• [TASK TO COMPLETE]: Repeat the data below word for word.

• [MATERIAL SUPPLIED]:
───

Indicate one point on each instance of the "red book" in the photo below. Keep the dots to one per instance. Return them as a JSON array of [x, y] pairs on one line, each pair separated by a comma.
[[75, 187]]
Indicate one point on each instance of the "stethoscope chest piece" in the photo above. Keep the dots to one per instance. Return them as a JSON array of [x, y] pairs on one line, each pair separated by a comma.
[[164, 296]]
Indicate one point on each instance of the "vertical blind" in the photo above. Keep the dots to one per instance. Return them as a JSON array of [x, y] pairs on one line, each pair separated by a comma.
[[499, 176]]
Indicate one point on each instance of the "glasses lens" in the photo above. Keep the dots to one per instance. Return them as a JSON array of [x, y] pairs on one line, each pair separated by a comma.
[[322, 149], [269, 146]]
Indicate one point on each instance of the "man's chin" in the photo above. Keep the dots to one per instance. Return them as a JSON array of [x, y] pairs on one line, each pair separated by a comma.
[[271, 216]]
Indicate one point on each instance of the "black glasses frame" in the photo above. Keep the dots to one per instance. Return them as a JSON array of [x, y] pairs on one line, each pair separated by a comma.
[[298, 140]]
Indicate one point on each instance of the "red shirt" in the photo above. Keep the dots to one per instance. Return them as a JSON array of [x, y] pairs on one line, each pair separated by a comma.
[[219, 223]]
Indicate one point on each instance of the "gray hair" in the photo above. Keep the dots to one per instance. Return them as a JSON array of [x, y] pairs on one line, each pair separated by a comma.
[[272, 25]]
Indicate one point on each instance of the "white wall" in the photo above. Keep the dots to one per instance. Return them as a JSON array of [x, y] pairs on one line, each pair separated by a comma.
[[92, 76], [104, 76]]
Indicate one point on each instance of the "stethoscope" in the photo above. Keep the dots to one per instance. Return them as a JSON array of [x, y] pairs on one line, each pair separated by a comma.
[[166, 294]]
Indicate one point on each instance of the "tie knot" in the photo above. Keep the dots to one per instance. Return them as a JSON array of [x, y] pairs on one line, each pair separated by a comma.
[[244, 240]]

───

• [OUTPUT OF THE TASK]:
Indicate one point on each instance of the "red book" in the photo below. Keep the dots to one per instance. Return them as a JSON array of [x, y] pairs on one line, each pair separated by a comma.
[[75, 187]]
Indicate one point on each instance of the "stethoscope chest piece" in the photo above. Keep the dots to one per instance. Return them as a JSON array of [x, y] pairs on one line, each pair separated by a comma.
[[164, 296]]
Indicate one point on each instance of the "vertical blind" in the photo above. Keep the dots to one per instance. Return them as a JSON array of [x, y] pairs on one line, each pair separated by a comma.
[[499, 176]]
Indicate one point on each instance of the "glasses lens" in the photo above. Keep the dots to one per instance. Return them as a JSON array of [x, y] pairs on one line, each pair separated by a comma.
[[322, 149], [269, 146]]
Indicate one point on each instance of the "man's chin" in the photo above. Keep the dots to one per instance. Return them as a JSON array of [x, y] pairs on one line, each pair separated by a comma.
[[271, 216]]
Indicate one point on each instance of the "black glasses frame" in the photo above. Keep the dots to one per instance. Return them as a JSON array of [x, y] pairs on one line, each pair separated by a comma.
[[298, 140]]
Indicate one point on each instance of the "red shirt" in the photo above. Keep the dots to one per instance. Return them as a JSON array of [x, y] pairs on one line, each pair separated by a comma.
[[219, 223]]
Indicate one point on each instance of the "gray hair" in the photo above. Keep the dots to one per instance. Return them as a JSON array of [x, y] pairs on one line, each pair separated by a comma.
[[272, 25]]
Indicate one point on each instance of the "white wall" in the photo above. Keep the dots to one per instance. Return them as a JSON array of [x, y] pairs on one line, each pair separated by a comma.
[[92, 76], [104, 76]]
Indicate one point on each instance of the "stethoscope" in the photo above. Keep the dots to one per instance. Return them as a JSON array of [x, y] pairs on one line, each pair separated by a comma.
[[166, 294]]
Indicate one point on each instance of the "tie knot" in the photo above. Keep the dots to one per instance. Return them as a JSON array of [x, y] pairs on one line, each pair separated by a comma.
[[244, 240]]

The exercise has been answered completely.